WHAT IS NEEDED
From the line that contains "dark wood base" to the last line of the records below, copy everything exactly, both ends included.

+ + + +

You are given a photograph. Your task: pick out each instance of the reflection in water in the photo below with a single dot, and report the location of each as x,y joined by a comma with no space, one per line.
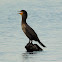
30,56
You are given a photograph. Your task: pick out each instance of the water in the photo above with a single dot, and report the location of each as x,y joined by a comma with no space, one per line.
44,16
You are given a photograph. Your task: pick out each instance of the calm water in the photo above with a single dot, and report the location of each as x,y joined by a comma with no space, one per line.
44,16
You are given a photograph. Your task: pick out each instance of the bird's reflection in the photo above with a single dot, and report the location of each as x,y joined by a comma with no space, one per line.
27,56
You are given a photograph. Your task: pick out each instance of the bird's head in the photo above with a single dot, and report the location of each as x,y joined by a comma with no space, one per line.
23,13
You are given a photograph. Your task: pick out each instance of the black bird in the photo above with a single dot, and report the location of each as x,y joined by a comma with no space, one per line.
29,32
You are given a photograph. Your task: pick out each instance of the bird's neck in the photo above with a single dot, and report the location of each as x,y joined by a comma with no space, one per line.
23,20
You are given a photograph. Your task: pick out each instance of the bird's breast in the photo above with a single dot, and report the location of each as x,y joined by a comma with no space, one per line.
24,28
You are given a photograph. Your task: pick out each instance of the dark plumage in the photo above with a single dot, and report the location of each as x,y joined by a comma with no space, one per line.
29,32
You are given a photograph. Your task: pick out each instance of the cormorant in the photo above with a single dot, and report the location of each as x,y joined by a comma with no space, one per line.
29,32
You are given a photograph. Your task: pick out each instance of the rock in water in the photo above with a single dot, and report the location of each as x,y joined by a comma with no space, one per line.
30,47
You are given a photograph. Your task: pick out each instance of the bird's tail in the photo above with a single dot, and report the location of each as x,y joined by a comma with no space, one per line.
41,43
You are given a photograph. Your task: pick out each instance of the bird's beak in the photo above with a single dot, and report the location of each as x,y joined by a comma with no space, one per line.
21,13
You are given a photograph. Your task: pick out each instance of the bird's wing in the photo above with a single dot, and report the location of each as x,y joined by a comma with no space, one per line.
31,33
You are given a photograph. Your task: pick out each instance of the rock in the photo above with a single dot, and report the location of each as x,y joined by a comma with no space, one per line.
30,47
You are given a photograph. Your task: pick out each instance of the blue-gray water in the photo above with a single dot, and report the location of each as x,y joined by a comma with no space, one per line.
44,16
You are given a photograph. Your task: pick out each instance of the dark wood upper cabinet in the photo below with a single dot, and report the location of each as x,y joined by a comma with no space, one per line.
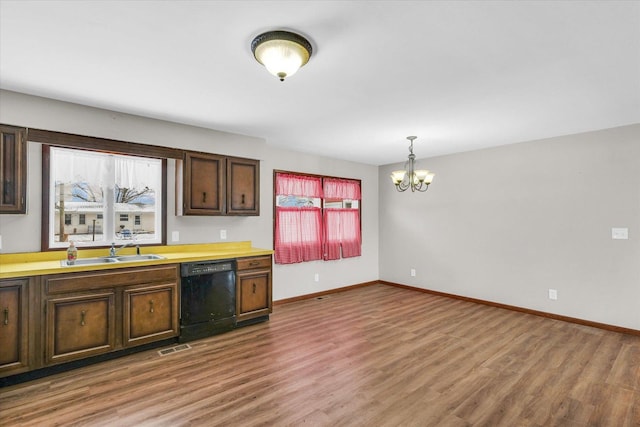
203,184
13,170
210,184
243,186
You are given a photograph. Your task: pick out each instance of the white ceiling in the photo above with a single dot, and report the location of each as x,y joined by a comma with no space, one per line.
460,75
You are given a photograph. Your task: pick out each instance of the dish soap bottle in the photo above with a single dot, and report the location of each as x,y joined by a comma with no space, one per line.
72,253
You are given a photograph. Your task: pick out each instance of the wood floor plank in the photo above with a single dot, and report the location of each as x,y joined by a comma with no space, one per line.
372,356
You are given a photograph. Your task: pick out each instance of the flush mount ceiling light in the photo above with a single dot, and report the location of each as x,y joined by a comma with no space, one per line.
415,179
281,52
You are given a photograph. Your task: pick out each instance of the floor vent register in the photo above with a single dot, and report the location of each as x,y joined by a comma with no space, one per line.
171,350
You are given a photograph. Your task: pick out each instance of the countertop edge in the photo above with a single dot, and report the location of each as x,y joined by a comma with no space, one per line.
200,253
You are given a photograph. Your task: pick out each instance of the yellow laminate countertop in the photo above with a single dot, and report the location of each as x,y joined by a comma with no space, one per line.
41,263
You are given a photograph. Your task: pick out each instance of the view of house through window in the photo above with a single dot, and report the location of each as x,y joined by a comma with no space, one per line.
102,198
316,218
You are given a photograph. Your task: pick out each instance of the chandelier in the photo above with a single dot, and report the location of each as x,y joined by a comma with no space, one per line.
410,177
281,52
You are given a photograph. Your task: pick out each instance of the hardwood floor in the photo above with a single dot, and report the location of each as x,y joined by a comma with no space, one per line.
372,356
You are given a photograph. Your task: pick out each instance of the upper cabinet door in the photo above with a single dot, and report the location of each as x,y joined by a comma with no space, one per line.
13,170
204,183
243,186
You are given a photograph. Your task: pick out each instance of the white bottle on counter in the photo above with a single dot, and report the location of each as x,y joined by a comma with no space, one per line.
72,253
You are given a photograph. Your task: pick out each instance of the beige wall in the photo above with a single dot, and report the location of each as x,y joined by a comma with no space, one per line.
508,223
21,233
502,224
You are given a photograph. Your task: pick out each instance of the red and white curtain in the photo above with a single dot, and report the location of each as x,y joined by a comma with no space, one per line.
342,237
303,234
298,234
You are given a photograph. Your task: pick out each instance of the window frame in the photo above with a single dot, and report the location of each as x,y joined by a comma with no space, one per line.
80,142
322,202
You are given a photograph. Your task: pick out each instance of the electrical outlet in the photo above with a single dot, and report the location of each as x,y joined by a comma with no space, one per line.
619,233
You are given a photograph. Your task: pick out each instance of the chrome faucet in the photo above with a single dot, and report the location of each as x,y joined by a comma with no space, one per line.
113,251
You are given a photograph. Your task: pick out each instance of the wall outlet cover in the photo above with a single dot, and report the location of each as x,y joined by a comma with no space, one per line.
620,233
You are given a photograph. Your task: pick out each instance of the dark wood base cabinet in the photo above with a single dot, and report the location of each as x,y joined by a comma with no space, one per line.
253,280
49,321
14,327
94,313
57,322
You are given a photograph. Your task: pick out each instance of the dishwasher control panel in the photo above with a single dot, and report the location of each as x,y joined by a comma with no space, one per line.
198,268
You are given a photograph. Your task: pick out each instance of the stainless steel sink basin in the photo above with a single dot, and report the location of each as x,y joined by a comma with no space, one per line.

+ + + +

RESULT OF THIS EXERCISE
You are given a photograph. Your task: pick out each instance of the dark wood base cabinet in the photo above with a single dot, and report the location of each as x,y joined by a comma with no space, one per line.
253,280
49,321
14,327
94,313
57,322
You are given a photograph. Your task: pick out each instance of the dishwasher control panel in the photo above with a single dot, and report the location of each as x,y joined by a comma with no space, one per line.
198,268
You are given a photograph. Your task: pick out each instance of the stainless steel sink basin in the photo above with a single dot, and report the location of each as x,y joined by a comma with no space, one per line.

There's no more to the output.